- [Dataset content]:
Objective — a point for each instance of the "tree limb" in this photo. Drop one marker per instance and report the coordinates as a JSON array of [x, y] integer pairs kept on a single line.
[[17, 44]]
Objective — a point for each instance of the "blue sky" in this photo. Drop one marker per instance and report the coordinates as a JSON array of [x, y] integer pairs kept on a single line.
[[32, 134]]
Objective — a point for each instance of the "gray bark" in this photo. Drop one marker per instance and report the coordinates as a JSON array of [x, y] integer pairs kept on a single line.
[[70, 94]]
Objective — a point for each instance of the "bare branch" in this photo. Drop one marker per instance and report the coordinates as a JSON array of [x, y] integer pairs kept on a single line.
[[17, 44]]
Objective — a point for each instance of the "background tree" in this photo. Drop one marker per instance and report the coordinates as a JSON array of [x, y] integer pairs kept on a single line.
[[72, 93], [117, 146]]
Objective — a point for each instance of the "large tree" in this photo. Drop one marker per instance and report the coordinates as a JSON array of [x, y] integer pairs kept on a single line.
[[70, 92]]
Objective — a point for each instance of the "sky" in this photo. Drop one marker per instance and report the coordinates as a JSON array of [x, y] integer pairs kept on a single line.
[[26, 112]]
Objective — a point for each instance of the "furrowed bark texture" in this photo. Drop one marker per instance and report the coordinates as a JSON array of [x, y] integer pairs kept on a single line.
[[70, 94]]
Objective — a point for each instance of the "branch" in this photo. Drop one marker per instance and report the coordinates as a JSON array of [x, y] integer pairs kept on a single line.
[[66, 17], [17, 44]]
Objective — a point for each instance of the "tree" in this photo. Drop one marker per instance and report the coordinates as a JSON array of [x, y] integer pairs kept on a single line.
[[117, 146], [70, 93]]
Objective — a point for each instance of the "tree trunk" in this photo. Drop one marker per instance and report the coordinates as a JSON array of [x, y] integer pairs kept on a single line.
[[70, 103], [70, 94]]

- [Written exercise]: Reproduce the listing above in full, substituting "pin" for every occurrence of "marker" and leaving all other text unchanged.

- [Complete output]:
Objective — a point for each instance of the "tree limb" in this photo. Drop one pin per instance and report the coordinates as a JSON array of [x, y] integer pairs kept on a single line.
[[17, 44]]
Objective — a point for each instance of the "blue sky" in this photo. Drop one pin per instance and report the coordinates as a JSON array of [x, y] integer pairs kept on a single line.
[[32, 134]]
Objective — a point for each instance of the "gray bark" in this photo. Drop one pin per instance and report the coordinates as a JSON array of [x, y] integer pairs kept on a single line.
[[70, 94]]
Objective — a point for each instance of the "bare branch" in this photo. Drop one pin per instance and report the coordinates as a JSON array of [x, y] integer pairs kept on a single line.
[[17, 44]]
Objective — a point for each instance of the "background tree" in this photo. Drop one pin per instance and report the coordinates as a JSON array of [x, y] integer pairs kept on a single line.
[[72, 93], [117, 146]]
Objective — a point for each instance of the "large tree" in this photo. Drop one pin per instance and report the coordinates as a JSON array of [x, y] integer pairs kept on a single line.
[[70, 92]]
Objective — a point for each instance of the "sky" in this photo. Drop one pin per instance and report the coordinates as a JSON array of [x, y] integer pairs kept on a single line.
[[26, 112]]
Objective — a point for each instance of the "furrowed bark texture" in this photo. Drop one pin per instance and report the coordinates as a JSON array of [x, y] integer pairs kept on a single line.
[[70, 94]]
Objective — a point for each instance of the "branch" in this photo. Drop one pin per instance and report the coordinates as a JSON array of [x, y] integer pairs kept on a single line.
[[66, 17], [17, 44]]
Objective — a point for each instance of the "tree" in this photo. Drop one pin per instance and report the coordinates as a JSON array of [x, y] integer pairs kept on a single line.
[[117, 146], [70, 93]]
Objective — a point for each instance of the "tree trunk" in this photo. Drop one pin per instance and report the coordinates as a JSON array of [x, y] integer pairs kept on a single line.
[[70, 103], [70, 94]]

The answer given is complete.